• **WORKING DATA**:
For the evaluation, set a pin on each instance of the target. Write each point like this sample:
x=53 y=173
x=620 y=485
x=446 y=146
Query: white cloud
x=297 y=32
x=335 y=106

• **PROBLEM TO WORK ON**: Reproduce every line of the data above verbatim, keeping the original line order and line breaks.

• **RESULT OF THE EXERCISE**:
For the evaluation, set a pin on each instance of the target. Write each point like this sample:
x=53 y=173
x=620 y=485
x=446 y=146
Query: white cloud
x=297 y=32
x=335 y=106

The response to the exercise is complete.